**WHAT TO WORK ON:**
[1] Read the text on shoulder pain in powerlifting. For each statement below, say yes or no depending on whether it agrees with the text, and quote the words from the text that decide it.
(a) Hovering the bar over the chest follows the rules of the bench press.
(b) The key points call shoulder impingement more a biomechanical observation than a diagnosis.
(c) The writer has never had shoulder pain.
[2] Write out a part of the text on shoulder pain in powerlifting word for word. Begin at the words "As we come to" and stop after "return to powerlifting.".

One thing to keep in mind is that powerlifting is a sport. With that sport comes rules. The bar must remain still on the chest with the bench press before you push the bar off to lockout. In the previous example, we recommended hovering over the chest. However, this does violate one of the rules of the lift. With that being said, we cannot avoid this position forever. What do we do in the meantime? We can find a variation that allows us to train the aspects of the sport we need to while letting the pain calm down. It's the best of both worlds! So, as things start to calm down, we continue to progress towards the original competition lift while respecting the progress being made. Using an exercise variation can also be a significant step to consider if modifying the range of motion doesn't help.

One last point to consider is often not addressed nearly as often as it should: psychosocial factors.

Your approach with this needs to be based on factors that relate to your concerns, beliefs, and what is important to you! Ask yourself: What are your expectations of this experience? Are you expecting a complete recovery overnight or slight improvements over time? Do you feel that you can manage this on your own? Or do you feel like this is entirely out of your control? These questions are important because they can determine how we cope with pain if our expectations are realistic, given the presentation and our confidence in our ability to manage this on our own. The goal is to move towards an approach that puts you in the driver's seat. These expectations and improved self-efficacy can lead to better outcomes[7,8].

If you would like some practical analogies to help navigate shoulder pain, I wrote an article entitled “3 Analogies to Help You Barbell Train Even When You’re in Pain!”.

As we come to a close, here are some key points to remember:

  1. Shoulder impingement is a biomechanical observation more than it is a diagnosis.

  2. You can get better without changing the tissues surgically with conservative treatment.

  3. You can modify your powerlifting training as a rehab tool rather than avoid it as most practitioners would recommend

  4. Don't ignore the significance of psychosocial factors. Addressing the way you cope with this experience can be a key player in your return to powerlifting.

At the end of it all, shoulder impingement is not a fun "diagnosis" to receive. This shoulder pain can be a frustrating experience and, coming from a recreational powerlifter who has dealt with bilateral shoulder pain that presents like this, I can relate.

If you are experiencing severe, overwhelming pain that disrupts your life, pain is getting worse, or all of the above: seek help from a clinical professional who will guide you through the process and keep you doing what you love!

Dealing with chronic or acute injuries interrupting your training? Book a free call with a PRS Clinical Coach today to get some answers!

**PROVIDED INFORMATION:**
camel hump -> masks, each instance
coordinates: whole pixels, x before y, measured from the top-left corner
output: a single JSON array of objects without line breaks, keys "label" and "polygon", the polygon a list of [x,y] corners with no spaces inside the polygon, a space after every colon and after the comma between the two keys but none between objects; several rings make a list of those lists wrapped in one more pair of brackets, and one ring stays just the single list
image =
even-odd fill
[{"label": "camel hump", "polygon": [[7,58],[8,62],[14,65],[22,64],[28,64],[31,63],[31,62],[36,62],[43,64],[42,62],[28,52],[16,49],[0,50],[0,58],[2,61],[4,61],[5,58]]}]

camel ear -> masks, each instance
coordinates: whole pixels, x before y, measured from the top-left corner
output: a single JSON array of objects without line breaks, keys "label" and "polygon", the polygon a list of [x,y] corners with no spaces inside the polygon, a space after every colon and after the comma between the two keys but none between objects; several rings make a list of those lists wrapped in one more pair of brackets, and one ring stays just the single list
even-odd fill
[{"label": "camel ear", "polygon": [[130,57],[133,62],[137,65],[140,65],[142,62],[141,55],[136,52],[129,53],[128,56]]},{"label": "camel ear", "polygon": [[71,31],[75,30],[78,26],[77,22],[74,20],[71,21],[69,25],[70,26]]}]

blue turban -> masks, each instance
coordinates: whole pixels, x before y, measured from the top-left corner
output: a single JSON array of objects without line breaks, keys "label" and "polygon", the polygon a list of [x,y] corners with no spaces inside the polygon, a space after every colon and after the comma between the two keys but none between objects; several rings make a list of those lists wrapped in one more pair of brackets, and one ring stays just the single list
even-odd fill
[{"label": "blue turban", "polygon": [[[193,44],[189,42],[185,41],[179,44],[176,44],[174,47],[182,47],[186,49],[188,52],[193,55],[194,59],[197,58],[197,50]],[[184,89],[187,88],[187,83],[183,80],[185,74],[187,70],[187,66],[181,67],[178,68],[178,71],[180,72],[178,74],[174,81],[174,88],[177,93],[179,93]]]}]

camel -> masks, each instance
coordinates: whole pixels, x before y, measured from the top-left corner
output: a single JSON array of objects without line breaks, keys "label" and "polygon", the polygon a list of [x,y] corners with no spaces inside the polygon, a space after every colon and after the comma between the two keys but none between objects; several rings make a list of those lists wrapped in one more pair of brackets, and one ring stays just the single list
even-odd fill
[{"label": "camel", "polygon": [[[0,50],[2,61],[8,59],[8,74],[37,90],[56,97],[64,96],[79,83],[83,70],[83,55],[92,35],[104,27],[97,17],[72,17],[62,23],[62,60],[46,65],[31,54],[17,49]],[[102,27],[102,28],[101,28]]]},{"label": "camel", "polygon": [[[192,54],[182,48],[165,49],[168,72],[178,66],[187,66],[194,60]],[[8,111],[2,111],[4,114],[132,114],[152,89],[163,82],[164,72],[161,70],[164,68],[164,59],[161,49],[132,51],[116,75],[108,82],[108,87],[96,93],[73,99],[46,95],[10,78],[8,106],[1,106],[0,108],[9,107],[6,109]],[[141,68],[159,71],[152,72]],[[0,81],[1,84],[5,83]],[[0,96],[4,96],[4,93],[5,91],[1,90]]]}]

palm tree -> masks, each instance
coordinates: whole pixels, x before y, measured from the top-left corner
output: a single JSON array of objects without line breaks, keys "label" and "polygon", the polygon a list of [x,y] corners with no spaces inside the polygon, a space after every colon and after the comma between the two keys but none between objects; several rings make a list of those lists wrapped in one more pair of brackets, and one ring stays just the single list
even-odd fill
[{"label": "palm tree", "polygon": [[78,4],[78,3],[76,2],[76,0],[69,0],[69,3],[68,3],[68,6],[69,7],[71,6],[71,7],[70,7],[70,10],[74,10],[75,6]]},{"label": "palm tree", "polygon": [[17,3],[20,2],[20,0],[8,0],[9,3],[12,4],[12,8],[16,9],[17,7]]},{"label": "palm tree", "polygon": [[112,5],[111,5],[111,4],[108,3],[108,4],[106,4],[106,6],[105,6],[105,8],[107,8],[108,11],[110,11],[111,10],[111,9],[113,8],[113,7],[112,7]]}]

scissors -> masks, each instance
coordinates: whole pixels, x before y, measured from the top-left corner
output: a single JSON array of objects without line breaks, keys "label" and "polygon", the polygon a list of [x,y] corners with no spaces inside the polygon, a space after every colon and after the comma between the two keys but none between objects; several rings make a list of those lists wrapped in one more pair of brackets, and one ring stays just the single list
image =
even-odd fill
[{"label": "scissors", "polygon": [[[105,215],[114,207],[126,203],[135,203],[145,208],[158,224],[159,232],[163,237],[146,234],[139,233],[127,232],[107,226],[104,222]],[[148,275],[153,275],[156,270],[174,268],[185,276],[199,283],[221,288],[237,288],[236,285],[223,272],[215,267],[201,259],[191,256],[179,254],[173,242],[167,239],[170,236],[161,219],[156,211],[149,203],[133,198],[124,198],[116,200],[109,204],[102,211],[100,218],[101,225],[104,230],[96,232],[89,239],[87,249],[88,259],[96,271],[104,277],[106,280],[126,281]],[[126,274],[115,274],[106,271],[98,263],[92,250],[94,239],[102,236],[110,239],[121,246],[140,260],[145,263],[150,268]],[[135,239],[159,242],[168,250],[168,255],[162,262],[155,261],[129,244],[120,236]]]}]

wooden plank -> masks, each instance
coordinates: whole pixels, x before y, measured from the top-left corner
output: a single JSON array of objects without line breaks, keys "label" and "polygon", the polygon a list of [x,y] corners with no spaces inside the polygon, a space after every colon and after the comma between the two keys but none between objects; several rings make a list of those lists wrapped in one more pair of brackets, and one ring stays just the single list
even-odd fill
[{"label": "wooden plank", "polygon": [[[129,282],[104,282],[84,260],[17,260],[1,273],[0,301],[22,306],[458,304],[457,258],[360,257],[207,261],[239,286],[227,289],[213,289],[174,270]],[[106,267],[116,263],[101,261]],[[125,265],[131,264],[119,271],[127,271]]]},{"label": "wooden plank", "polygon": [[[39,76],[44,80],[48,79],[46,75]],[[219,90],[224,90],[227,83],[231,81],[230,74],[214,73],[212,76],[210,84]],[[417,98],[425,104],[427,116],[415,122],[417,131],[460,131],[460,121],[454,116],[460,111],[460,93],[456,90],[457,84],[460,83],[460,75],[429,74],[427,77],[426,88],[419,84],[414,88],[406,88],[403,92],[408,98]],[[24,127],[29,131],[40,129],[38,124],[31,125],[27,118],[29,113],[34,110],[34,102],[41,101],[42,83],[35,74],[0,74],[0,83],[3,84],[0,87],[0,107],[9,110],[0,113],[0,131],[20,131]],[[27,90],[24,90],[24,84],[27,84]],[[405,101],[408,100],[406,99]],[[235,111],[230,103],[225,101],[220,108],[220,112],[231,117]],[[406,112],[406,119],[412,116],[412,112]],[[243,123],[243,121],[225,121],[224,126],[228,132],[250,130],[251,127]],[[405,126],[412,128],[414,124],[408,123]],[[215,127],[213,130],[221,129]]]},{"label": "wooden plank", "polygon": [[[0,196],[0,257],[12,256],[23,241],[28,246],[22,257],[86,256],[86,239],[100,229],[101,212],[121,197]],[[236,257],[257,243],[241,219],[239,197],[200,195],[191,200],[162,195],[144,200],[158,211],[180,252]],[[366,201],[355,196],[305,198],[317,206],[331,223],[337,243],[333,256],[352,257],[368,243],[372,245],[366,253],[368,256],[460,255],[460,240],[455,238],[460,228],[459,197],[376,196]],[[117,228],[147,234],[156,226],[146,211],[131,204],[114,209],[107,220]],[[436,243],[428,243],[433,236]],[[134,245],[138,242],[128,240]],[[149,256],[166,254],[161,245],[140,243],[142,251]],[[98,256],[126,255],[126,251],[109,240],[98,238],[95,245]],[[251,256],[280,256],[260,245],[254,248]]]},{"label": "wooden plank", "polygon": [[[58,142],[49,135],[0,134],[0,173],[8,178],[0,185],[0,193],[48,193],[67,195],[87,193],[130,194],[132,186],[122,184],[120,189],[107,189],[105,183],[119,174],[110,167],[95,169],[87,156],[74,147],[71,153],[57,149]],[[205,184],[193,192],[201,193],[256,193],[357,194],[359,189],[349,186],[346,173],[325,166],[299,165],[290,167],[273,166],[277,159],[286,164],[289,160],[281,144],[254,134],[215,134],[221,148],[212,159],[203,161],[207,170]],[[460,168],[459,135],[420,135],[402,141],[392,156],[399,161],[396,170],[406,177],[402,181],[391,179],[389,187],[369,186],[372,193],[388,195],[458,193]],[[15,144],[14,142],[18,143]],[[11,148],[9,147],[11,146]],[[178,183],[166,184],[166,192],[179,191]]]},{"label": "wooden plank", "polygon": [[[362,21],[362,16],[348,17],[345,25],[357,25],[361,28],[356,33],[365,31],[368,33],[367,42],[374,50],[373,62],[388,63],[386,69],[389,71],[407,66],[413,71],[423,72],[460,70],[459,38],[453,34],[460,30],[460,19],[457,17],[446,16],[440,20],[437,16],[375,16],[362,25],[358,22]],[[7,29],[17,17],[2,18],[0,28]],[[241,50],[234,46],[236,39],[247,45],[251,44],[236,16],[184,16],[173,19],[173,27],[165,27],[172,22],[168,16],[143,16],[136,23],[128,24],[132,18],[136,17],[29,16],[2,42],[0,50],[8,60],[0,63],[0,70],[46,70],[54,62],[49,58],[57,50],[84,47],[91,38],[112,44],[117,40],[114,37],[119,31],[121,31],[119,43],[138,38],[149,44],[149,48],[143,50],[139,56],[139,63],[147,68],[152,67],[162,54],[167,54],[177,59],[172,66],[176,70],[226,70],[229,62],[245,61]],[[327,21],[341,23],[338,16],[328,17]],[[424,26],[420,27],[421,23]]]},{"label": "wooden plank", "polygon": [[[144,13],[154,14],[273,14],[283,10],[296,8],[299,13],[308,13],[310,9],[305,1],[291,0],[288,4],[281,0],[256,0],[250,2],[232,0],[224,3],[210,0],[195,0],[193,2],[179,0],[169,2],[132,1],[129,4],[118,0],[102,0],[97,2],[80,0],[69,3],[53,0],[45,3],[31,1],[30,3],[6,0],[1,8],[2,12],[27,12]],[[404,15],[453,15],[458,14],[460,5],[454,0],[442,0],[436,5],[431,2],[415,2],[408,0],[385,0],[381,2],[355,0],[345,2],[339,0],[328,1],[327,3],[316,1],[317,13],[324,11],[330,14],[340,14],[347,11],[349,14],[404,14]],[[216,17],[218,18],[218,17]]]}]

**ANSWERS TO THE EXERCISES:**
[1]
(a) No: "However, this does violate one of the rules of the lift."
(b) Yes: "Shoulder impingement is a biomechanical observation more than it is a diagnosis."
(c) No: "coming from a recreational powerlifter who has dealt with bilateral shoulder pain that presents like this, I can relate."

[2]
As we come to a close, here are some key points to remember:

  1. Shoulder impingement is a biomechanical observation more than it is a diagnosis.

  2. You can get better without changing the tissues surgically with conservative treatment.

  3. You can modify your powerlifting training as a rehab tool rather than avoid it as most practitioners would recommend

  4. Don't ignore the significance of psychosocial factors. Addressing the way you cope with this experience can be a key player in your return to powerlifting.